◆ OBJECTIVE
Rewrite the lines of the listing below as a numbered list, from the line with "sailboat hull, one" up to and including the line with "[(115, 579)]". Skip any blank lines and include nothing outside that span.

--- Start TASK MATERIAL ---

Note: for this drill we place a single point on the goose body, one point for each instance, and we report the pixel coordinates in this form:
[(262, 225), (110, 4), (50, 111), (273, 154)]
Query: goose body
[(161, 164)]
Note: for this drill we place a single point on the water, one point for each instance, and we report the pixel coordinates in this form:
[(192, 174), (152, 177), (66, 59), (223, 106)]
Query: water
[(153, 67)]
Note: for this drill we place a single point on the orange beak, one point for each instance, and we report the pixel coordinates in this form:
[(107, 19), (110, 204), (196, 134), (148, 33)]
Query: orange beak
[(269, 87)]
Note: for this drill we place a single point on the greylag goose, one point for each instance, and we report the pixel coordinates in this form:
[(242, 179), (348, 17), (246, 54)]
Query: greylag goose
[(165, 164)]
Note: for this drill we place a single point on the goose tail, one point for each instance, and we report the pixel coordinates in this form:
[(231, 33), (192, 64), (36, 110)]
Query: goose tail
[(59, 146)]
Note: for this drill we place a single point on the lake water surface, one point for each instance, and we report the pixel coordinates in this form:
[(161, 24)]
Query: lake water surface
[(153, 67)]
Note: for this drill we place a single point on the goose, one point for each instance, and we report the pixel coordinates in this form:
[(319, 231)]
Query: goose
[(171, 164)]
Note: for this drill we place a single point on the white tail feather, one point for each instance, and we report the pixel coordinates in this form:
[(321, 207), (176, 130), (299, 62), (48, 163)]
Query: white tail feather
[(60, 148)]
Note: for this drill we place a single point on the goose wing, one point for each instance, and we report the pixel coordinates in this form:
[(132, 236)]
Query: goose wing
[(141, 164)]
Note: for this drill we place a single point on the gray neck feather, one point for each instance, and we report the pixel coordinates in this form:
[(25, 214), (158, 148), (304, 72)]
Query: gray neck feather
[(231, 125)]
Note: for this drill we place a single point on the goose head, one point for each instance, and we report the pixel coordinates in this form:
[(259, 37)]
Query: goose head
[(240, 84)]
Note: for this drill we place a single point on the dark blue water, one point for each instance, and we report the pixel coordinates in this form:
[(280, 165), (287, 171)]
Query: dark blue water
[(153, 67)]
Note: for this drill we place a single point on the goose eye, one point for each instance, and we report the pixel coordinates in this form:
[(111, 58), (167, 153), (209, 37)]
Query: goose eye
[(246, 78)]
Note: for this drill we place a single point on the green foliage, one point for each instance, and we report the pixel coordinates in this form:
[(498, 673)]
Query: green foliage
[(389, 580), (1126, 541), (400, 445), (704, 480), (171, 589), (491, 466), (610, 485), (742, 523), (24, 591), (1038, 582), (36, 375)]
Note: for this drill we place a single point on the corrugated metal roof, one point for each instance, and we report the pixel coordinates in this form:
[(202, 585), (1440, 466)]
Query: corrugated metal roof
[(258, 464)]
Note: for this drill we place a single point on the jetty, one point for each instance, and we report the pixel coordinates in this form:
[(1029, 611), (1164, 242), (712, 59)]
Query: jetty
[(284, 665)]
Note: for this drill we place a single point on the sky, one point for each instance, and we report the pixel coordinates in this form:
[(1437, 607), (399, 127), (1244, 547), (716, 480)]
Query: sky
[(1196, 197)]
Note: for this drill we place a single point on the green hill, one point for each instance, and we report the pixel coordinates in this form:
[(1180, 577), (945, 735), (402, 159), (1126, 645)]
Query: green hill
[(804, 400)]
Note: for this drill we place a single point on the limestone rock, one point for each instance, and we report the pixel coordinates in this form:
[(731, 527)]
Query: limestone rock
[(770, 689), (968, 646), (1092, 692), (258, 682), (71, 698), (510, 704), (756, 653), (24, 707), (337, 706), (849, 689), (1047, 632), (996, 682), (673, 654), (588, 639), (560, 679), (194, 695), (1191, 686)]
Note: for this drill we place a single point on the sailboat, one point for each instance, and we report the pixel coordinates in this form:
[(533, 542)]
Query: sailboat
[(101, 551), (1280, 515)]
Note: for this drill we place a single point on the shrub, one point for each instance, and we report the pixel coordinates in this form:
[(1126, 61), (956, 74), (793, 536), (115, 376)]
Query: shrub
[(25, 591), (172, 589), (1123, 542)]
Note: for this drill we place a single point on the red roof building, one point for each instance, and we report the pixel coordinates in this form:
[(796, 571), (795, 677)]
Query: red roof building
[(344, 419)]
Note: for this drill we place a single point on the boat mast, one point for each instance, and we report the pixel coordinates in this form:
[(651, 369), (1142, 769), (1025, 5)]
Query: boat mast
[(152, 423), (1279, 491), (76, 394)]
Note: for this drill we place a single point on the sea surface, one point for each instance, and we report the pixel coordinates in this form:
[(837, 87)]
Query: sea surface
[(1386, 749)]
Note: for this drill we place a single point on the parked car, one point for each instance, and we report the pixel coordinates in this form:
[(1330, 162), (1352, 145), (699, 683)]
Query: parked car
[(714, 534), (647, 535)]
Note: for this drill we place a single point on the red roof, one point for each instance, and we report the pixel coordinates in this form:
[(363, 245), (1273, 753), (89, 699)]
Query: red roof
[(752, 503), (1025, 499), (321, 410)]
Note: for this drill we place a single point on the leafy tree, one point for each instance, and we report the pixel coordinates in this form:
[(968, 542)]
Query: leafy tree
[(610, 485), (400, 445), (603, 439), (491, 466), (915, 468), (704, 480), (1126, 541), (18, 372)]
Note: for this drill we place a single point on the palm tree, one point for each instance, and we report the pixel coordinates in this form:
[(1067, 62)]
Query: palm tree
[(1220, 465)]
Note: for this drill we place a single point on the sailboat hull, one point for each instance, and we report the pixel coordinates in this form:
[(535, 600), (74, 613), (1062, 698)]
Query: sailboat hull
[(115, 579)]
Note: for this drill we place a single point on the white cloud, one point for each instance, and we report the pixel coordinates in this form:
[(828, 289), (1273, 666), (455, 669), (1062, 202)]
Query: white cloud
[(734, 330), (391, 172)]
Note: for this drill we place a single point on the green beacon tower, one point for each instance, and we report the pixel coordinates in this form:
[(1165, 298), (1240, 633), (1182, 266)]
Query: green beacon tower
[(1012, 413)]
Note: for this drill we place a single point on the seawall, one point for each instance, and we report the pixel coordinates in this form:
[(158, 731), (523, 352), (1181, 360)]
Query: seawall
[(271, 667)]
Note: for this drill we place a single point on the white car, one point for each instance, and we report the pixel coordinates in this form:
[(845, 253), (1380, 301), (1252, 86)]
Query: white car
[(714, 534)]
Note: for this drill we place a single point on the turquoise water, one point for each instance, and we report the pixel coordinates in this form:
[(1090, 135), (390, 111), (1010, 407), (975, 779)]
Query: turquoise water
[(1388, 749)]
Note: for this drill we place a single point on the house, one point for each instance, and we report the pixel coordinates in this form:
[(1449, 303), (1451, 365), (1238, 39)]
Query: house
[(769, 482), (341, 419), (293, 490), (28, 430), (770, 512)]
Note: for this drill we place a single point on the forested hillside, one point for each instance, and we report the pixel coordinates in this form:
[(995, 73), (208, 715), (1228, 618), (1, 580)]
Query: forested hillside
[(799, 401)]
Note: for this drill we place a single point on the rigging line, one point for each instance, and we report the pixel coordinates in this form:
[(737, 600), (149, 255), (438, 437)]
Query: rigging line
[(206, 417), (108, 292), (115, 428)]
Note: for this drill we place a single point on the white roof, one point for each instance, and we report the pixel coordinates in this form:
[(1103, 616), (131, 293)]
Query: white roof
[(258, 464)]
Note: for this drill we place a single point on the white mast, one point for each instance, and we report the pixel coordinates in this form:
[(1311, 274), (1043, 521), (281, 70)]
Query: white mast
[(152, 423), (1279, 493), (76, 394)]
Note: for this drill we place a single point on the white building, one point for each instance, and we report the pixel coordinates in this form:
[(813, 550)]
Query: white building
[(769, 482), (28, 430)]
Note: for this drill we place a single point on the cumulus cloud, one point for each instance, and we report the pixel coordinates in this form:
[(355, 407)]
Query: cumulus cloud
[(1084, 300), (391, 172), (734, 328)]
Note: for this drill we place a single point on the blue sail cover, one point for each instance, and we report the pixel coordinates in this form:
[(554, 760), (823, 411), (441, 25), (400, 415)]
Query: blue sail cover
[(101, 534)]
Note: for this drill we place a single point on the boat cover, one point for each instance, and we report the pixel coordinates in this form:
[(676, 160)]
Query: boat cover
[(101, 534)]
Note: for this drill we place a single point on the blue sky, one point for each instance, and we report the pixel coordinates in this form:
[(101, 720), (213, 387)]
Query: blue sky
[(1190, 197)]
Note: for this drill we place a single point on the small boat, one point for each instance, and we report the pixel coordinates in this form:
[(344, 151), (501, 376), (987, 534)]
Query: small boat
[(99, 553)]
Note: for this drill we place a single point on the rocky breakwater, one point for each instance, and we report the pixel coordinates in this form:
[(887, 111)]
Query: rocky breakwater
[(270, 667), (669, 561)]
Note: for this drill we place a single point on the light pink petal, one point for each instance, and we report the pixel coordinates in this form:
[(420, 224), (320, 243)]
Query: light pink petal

--- End TASK MATERIAL ---

◆ RESULT OF THE TASK
1. Note: for this drill we place a single point on the sailboat hull, one point for each instance, and we report the pixel coordinates in this form:
2. [(535, 600), (74, 613), (1062, 698)]
3. Query: sailboat hull
4. [(115, 579)]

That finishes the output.